**Set exercise**
Reproduce each of the following lines verbatim, omitting the pictures.

**Input data**
>> Begin
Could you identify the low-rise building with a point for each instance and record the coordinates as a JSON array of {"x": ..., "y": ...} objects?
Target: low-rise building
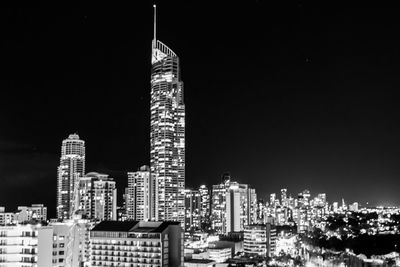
[
  {"x": 133, "y": 243},
  {"x": 259, "y": 240},
  {"x": 26, "y": 245},
  {"x": 219, "y": 254},
  {"x": 199, "y": 263}
]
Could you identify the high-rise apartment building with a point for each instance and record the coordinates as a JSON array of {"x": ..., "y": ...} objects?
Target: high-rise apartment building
[
  {"x": 167, "y": 133},
  {"x": 98, "y": 197},
  {"x": 233, "y": 206},
  {"x": 218, "y": 204},
  {"x": 140, "y": 197},
  {"x": 205, "y": 203},
  {"x": 71, "y": 168},
  {"x": 260, "y": 240}
]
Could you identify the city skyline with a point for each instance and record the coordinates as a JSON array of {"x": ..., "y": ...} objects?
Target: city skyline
[{"x": 330, "y": 141}]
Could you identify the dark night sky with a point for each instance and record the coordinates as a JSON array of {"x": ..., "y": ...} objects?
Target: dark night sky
[{"x": 280, "y": 95}]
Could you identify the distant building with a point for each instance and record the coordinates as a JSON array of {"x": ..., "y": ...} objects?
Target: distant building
[
  {"x": 140, "y": 199},
  {"x": 199, "y": 263},
  {"x": 205, "y": 203},
  {"x": 233, "y": 206},
  {"x": 6, "y": 218},
  {"x": 219, "y": 254},
  {"x": 284, "y": 197},
  {"x": 260, "y": 240},
  {"x": 128, "y": 243},
  {"x": 71, "y": 168},
  {"x": 218, "y": 205},
  {"x": 193, "y": 209},
  {"x": 353, "y": 207},
  {"x": 71, "y": 243},
  {"x": 233, "y": 209},
  {"x": 167, "y": 133},
  {"x": 35, "y": 212},
  {"x": 98, "y": 197}
]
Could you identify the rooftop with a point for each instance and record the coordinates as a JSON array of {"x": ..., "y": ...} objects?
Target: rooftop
[{"x": 133, "y": 226}]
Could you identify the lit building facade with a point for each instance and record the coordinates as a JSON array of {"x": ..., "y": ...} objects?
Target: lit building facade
[
  {"x": 98, "y": 197},
  {"x": 167, "y": 133},
  {"x": 140, "y": 198},
  {"x": 260, "y": 240},
  {"x": 133, "y": 243},
  {"x": 71, "y": 243},
  {"x": 193, "y": 208},
  {"x": 26, "y": 245},
  {"x": 205, "y": 203},
  {"x": 218, "y": 205},
  {"x": 71, "y": 168},
  {"x": 35, "y": 212}
]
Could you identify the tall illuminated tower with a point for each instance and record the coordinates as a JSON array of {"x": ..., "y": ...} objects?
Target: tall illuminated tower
[
  {"x": 167, "y": 133},
  {"x": 72, "y": 166}
]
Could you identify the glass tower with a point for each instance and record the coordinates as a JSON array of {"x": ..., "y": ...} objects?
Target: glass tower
[
  {"x": 72, "y": 167},
  {"x": 167, "y": 134}
]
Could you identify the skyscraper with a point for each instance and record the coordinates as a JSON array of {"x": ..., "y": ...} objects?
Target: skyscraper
[
  {"x": 104, "y": 197},
  {"x": 140, "y": 198},
  {"x": 167, "y": 133},
  {"x": 72, "y": 166},
  {"x": 193, "y": 209}
]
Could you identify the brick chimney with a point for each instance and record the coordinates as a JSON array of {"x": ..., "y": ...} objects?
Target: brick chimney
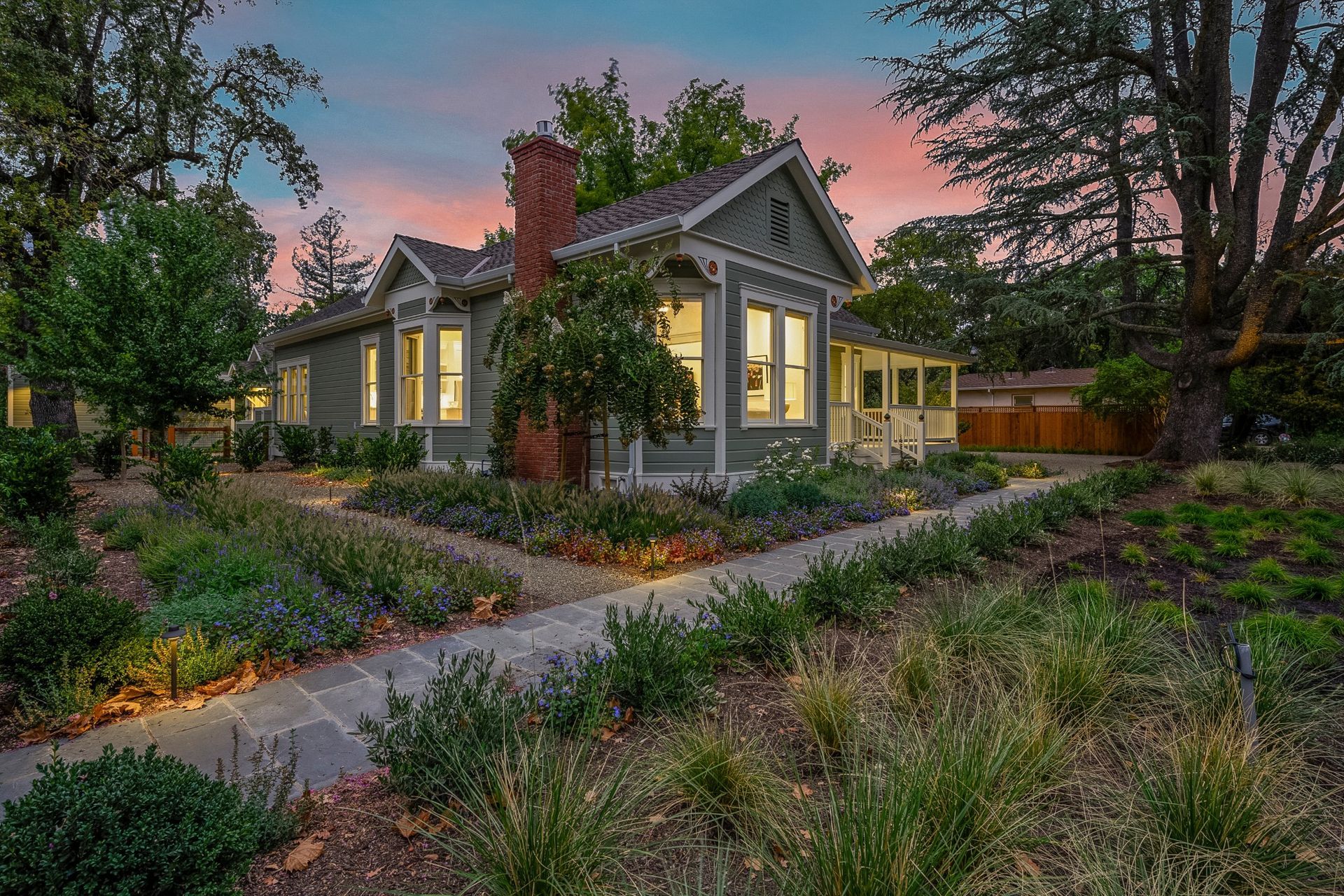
>> End
**Full output**
Could you identify the low-rise building with a point for each instance and record the coordinates as a JSON array of {"x": ..., "y": ...} objects?
Target: low-rise building
[
  {"x": 133, "y": 243},
  {"x": 259, "y": 240},
  {"x": 26, "y": 245},
  {"x": 219, "y": 254},
  {"x": 199, "y": 263}
]
Could you identify the high-rise apartment building with a point for each instance and record the coordinates as a JSON array of {"x": ..., "y": ...} objects?
Target: high-rise apartment building
[
  {"x": 167, "y": 133},
  {"x": 98, "y": 197},
  {"x": 233, "y": 206},
  {"x": 218, "y": 204},
  {"x": 140, "y": 197},
  {"x": 205, "y": 203},
  {"x": 71, "y": 168},
  {"x": 260, "y": 240}
]
Could you identify the city skyline with a point for each instance and record the coordinates as a JSON array of {"x": ..., "y": ...} objects?
Target: city skyline
[{"x": 330, "y": 141}]
Could you identify the dark night sky with a point for each instance and record the coordinates as a JSON array of {"x": ..., "y": ...} objects?
Target: dark night sky
[{"x": 280, "y": 95}]
Could you identify the distant building with a point for each instance and record the coordinates as a JSON array of {"x": ..., "y": ...} objects?
Target: distant building
[
  {"x": 140, "y": 199},
  {"x": 199, "y": 263},
  {"x": 205, "y": 203},
  {"x": 233, "y": 206},
  {"x": 6, "y": 218},
  {"x": 219, "y": 254},
  {"x": 284, "y": 197},
  {"x": 260, "y": 240},
  {"x": 128, "y": 243},
  {"x": 71, "y": 168},
  {"x": 218, "y": 205},
  {"x": 193, "y": 209},
  {"x": 353, "y": 207},
  {"x": 71, "y": 243},
  {"x": 233, "y": 209},
  {"x": 167, "y": 133},
  {"x": 35, "y": 212},
  {"x": 98, "y": 197}
]
Could you identify the rooftop with a point for each instance and record the coordinates as a JSON array of {"x": ..., "y": ...} objects?
Target: rooftop
[{"x": 133, "y": 226}]
Could you identify the lit building facade with a point for each instance and record the coordinates as a JSON array of {"x": ..., "y": ...} objects?
Target: lit building facade
[
  {"x": 98, "y": 197},
  {"x": 167, "y": 133},
  {"x": 140, "y": 198},
  {"x": 260, "y": 240},
  {"x": 133, "y": 243},
  {"x": 71, "y": 243},
  {"x": 193, "y": 208},
  {"x": 26, "y": 245},
  {"x": 205, "y": 203},
  {"x": 218, "y": 205},
  {"x": 71, "y": 168},
  {"x": 35, "y": 212}
]
Could you identify the tall illuminated tower with a point for each instance and record the coordinates as a JSON array of {"x": ..., "y": ...} objects?
Target: tall illuminated tower
[
  {"x": 167, "y": 133},
  {"x": 72, "y": 166}
]
Could you identify the glass tower with a point for each instance and record the coordinates as a JSON array of {"x": ..., "y": ...} objects?
Target: glass tower
[
  {"x": 72, "y": 167},
  {"x": 167, "y": 134}
]
Could you identify the skyscraper with a point for each instance and record the coordinates as a JSON array of {"x": ..., "y": ...} objects?
Target: skyscraper
[
  {"x": 104, "y": 197},
  {"x": 140, "y": 198},
  {"x": 167, "y": 133},
  {"x": 72, "y": 166},
  {"x": 193, "y": 209}
]
Could you identify the brick chimney with a point for each instance and record the coordinates as a JSON array of {"x": ..., "y": ...} objects?
Target: brick chimney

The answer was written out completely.